UV radiation causes wrinkles
(US National Library of Medicine) – Being the largest and most visible organ of the body and heavily influenced by environmental factors, skin is ideal to study the long-term effects of aging. Throughout our lifetime, we accumulate damage generated by UV radiation. UV causes inflammation, immune changes, physical changes, impaired wound healing and DNA damage that promotes cellular senescence and carcinogenesis. Melanoma is the deadliest form of skin cancer and among the malignancies of highest increasing incidence over the last several decades.
Melanoma incidence is directly related to age, with highest rates in individuals over the age of 55 years, making it a clear age-related disease. In this review, we will focus on UV-induced carcinogenesis and photo aging along with natural protective mechanisms that reduce amount of “realized” solar radiation dose and UV-induced injury. We will focus on the theoretical use of forskolin, a plant-derived pharmacologically active compound to protect the skin against UV injury and prevent aging symptoms by up-regulating melanin production. We will discuss its use as a topically-applied root-derived formulation of the Plectranthus barbatus (Coleus forskolii) plant that grows naturally in Asia and that has long been used in various Aryuvedic teas and therapeutic preparations.

※

◆ APPLY WHAT YOU READ
1. In the passage on UV and skin aging, list each effect named in the sentence that starts "UV causes inflammation".
2. Copy out the passage on UV and skin aging word for word. Begin at the words "UV radiation causes" and stop after "last several decades.".
The listing that comes next has nothing to do with the text.

◆ GIVEN RECORDS
※

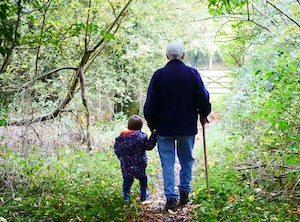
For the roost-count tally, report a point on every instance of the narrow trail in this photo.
(153, 210)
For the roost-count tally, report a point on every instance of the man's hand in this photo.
(203, 120)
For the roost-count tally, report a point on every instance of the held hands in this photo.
(203, 120)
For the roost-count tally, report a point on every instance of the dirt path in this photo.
(152, 210)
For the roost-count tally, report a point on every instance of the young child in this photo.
(130, 147)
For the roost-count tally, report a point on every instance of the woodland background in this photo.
(71, 72)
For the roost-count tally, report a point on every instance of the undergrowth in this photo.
(232, 195)
(72, 186)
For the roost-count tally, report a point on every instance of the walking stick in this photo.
(205, 155)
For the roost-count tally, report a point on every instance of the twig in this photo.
(251, 167)
(291, 19)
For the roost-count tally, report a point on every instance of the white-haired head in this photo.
(175, 51)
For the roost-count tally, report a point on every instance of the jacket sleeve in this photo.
(151, 106)
(117, 147)
(203, 105)
(150, 143)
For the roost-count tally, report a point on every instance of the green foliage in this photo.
(232, 196)
(3, 115)
(217, 7)
(69, 186)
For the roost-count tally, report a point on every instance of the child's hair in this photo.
(135, 123)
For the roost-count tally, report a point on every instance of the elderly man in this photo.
(176, 95)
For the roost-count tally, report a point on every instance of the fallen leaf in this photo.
(2, 219)
(171, 211)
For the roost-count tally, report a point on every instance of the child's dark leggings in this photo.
(128, 181)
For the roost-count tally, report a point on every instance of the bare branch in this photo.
(279, 10)
(14, 43)
(260, 12)
(113, 24)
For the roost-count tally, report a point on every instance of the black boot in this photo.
(171, 204)
(184, 198)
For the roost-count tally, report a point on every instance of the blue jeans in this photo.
(167, 149)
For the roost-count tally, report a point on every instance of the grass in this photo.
(72, 185)
(69, 187)
(232, 197)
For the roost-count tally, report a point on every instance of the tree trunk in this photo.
(87, 109)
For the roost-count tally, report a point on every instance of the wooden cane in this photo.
(205, 158)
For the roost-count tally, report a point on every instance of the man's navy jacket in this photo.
(176, 95)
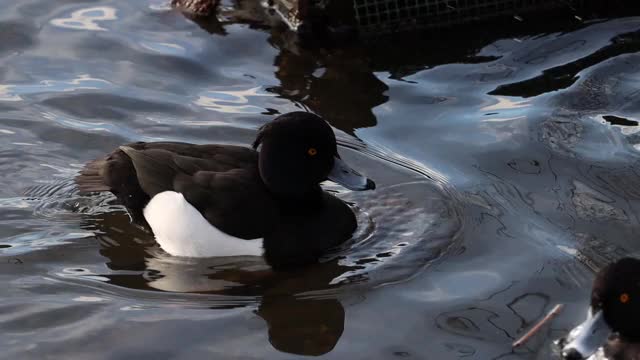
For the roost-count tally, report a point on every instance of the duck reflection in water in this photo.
(297, 323)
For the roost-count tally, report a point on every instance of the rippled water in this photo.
(506, 163)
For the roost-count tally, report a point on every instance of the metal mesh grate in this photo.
(383, 15)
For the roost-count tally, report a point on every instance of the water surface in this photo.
(506, 164)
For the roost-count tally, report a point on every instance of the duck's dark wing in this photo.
(222, 182)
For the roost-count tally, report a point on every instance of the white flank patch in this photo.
(181, 230)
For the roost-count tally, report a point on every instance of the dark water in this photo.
(506, 165)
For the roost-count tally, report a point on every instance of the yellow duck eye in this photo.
(624, 298)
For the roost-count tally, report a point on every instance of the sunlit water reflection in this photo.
(506, 161)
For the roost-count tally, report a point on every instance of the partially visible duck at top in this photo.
(225, 200)
(614, 315)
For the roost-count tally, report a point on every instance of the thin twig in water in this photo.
(534, 330)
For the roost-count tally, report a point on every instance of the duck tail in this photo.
(91, 178)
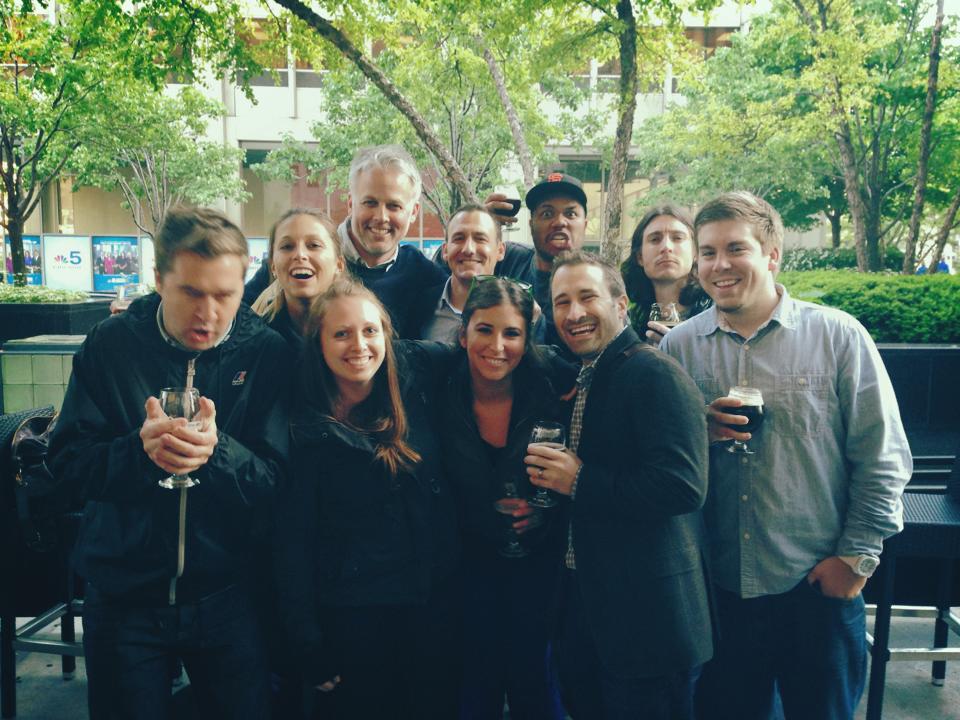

※

◆ LIST OF SOLUTIONS
1.
- Inflammation
- Immune changes
- Physical changes
- Impaired wound healing
- DNA damage

2.
UV radiation causes wrinkles
(US National Library of Medicine) – Being the largest and most visible organ of the body and heavily influenced by environmental factors, skin is ideal to study the long-term effects of aging. Throughout our lifetime, we accumulate damage generated by UV radiation. UV causes inflammation, immune changes, physical changes, impaired wound healing and DNA damage that promotes cellular senescence and carcinogenesis. Melanoma is the deadliest form of skin cancer and among the malignancies of highest increasing incidence over the last several decades.